* [REQUIREMENT]: Return the lines below exactly, starting with the line that contains "Find the white baseboard" and stopping after the last line.

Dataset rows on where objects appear
--------------------------------------------------

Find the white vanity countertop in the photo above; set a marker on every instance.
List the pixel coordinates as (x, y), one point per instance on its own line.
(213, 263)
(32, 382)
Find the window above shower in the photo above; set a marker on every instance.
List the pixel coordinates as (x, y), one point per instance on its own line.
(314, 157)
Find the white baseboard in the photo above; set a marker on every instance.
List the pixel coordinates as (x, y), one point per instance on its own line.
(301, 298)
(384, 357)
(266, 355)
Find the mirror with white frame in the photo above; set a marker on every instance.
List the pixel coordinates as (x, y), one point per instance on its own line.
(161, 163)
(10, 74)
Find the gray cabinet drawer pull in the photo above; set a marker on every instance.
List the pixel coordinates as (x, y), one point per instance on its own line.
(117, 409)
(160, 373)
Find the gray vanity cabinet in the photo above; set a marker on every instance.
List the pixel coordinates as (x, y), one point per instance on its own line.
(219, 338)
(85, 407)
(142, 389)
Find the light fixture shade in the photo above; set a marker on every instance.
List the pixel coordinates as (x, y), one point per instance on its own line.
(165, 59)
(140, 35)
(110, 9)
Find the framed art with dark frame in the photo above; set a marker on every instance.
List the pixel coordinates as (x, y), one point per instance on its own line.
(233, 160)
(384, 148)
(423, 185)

--------------------------------------------------

* [TASK RESPONSE]:
Find the white baseboard in the photo above; set a marker on every instance.
List the pixel coordinates as (x, y), one point per instance on its own line.
(301, 298)
(384, 357)
(266, 355)
Find the mirror with white frame in the photo above; set a marker on every instance.
List the pixel coordinates as (x, y), one point per instance on its own line.
(161, 163)
(10, 74)
Find the gray cabinet drawer pull in the photo above; set a marker on every instance.
List the pixel coordinates as (x, y), one point per instance on its own line.
(117, 409)
(160, 373)
Find the gray vanity cabinet in the photo above; set a marker on every instance.
List the pixel coordinates as (x, y), one point per instance on its own line.
(219, 338)
(85, 407)
(142, 389)
Find the light fixture shade in the photo above; set a marker on every instance.
List the pixel coordinates as (x, y), one point per instance on its own line.
(165, 59)
(140, 35)
(110, 9)
Find the framed art with dark frame in the photo above; set a marker on every instance.
List the pixel coordinates as (x, y), one point per instance on its own line.
(233, 160)
(384, 148)
(423, 185)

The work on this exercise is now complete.